| Problem to solve |
Type out the data below in its entirety, exactly as given.

| Stored data |

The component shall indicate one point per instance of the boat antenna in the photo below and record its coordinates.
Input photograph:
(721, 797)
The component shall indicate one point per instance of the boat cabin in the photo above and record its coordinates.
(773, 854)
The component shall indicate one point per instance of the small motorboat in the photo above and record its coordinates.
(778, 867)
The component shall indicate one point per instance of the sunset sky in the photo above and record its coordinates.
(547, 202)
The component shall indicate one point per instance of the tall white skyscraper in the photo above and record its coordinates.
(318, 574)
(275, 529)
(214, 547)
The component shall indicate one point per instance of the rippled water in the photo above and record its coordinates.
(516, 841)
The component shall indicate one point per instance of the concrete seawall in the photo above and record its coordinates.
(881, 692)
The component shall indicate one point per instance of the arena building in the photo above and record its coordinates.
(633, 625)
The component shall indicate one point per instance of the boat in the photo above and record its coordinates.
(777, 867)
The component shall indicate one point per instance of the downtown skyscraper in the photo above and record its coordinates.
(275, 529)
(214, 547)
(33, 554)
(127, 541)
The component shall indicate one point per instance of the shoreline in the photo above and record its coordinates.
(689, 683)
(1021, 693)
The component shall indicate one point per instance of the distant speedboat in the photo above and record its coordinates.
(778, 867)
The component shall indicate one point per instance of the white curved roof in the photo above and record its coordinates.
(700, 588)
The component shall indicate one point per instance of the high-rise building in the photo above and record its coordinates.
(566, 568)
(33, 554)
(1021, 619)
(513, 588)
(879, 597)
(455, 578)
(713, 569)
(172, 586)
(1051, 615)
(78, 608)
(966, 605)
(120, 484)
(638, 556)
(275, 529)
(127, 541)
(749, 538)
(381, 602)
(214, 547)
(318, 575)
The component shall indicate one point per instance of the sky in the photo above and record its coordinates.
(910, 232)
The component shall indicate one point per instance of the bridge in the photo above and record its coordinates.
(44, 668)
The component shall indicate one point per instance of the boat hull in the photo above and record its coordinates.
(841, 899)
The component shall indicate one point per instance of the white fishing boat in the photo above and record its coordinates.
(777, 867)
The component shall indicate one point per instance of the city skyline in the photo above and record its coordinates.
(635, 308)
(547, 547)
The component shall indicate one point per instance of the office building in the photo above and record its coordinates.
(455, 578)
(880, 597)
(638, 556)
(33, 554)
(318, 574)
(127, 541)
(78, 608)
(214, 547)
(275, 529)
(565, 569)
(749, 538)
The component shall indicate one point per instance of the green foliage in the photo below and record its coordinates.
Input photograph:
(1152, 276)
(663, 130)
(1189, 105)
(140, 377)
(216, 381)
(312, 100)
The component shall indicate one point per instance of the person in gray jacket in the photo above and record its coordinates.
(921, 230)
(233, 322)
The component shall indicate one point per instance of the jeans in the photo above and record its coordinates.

| Response box |
The component shall indicate one point per instance of the boat antenna in the photo below and record its coordinates.
Input photograph:
(721, 797)
The component shall indicate one point per instance of the boat cabin in the photo above and record its coordinates.
(773, 854)
The component shall indicate one point per instance of the small motorboat in the photo above and record its coordinates.
(778, 867)
The component shall indicate one point per instance of the sunset sky in the photo above and record its coordinates.
(547, 202)
The component shall indicate one point per instance of the tall white skyscraper in the photo above and record its coordinates.
(318, 574)
(275, 529)
(214, 547)
The component shall indicate one point per instance of the rippled water in the photo above and record its coordinates.
(516, 841)
The component shall indicate one point per instance of the concrete seawall in the photo above and record its coordinates.
(881, 692)
The component shall indicate one point per instance of the arena building in the photo above and record its coordinates.
(633, 625)
The component shall indicate one point per instance of the boat in the photo above and record its coordinates.
(777, 867)
The component shall indicate one point per instance of the downtown skyscraper in the photo above and record its coordinates.
(275, 529)
(214, 547)
(33, 554)
(127, 541)
The component shall indicate one point per instance of the shoreline in the photo above and record its coordinates.
(689, 683)
(1021, 693)
The component shall indicate one point per instance of the distant speedboat in the photo above and record its coordinates.
(778, 867)
The component shall indicate one point per instance of the white curved roof in the photo above and record its coordinates.
(700, 588)
The component shall indicate one point per instance of the high-rise building in the photo above and record its coordinates.
(566, 568)
(33, 554)
(1021, 619)
(513, 588)
(879, 597)
(455, 578)
(713, 569)
(172, 586)
(1051, 615)
(78, 608)
(966, 605)
(120, 484)
(638, 556)
(275, 529)
(127, 541)
(749, 538)
(381, 602)
(214, 547)
(318, 575)
The component shall indicate one point per instance of the sky in the photo above and record its coordinates.
(910, 232)
The component shall indicate one point per instance of the bridge in the photo above and record its coordinates.
(44, 668)
The component shall indicate one point per instance of the boat hull in the photo above and record its coordinates.
(841, 899)
The component shall indicate one point per instance of the white fishing boat in the photo above and record its coordinates.
(777, 867)
The component shall indicate one point per instance of the city skyline in the photo above and record its coordinates.
(635, 308)
(547, 547)
The component shall indicate one point per instance of the office building in the photo above and record its coordinates.
(455, 578)
(880, 597)
(638, 556)
(33, 554)
(318, 574)
(127, 541)
(78, 608)
(214, 547)
(275, 529)
(565, 569)
(749, 538)
The component shall indicate one point per instance of the green foliage in the photo below and record its coordinates.
Input photograph:
(1152, 276)
(663, 130)
(1189, 105)
(140, 377)
(216, 381)
(312, 100)
The component shall indicate one point per instance of the person in gray jacket in the photo above and record its coordinates.
(921, 230)
(233, 322)
The component shall indicate one point per instance of the jeans in the photo above and record its coordinates.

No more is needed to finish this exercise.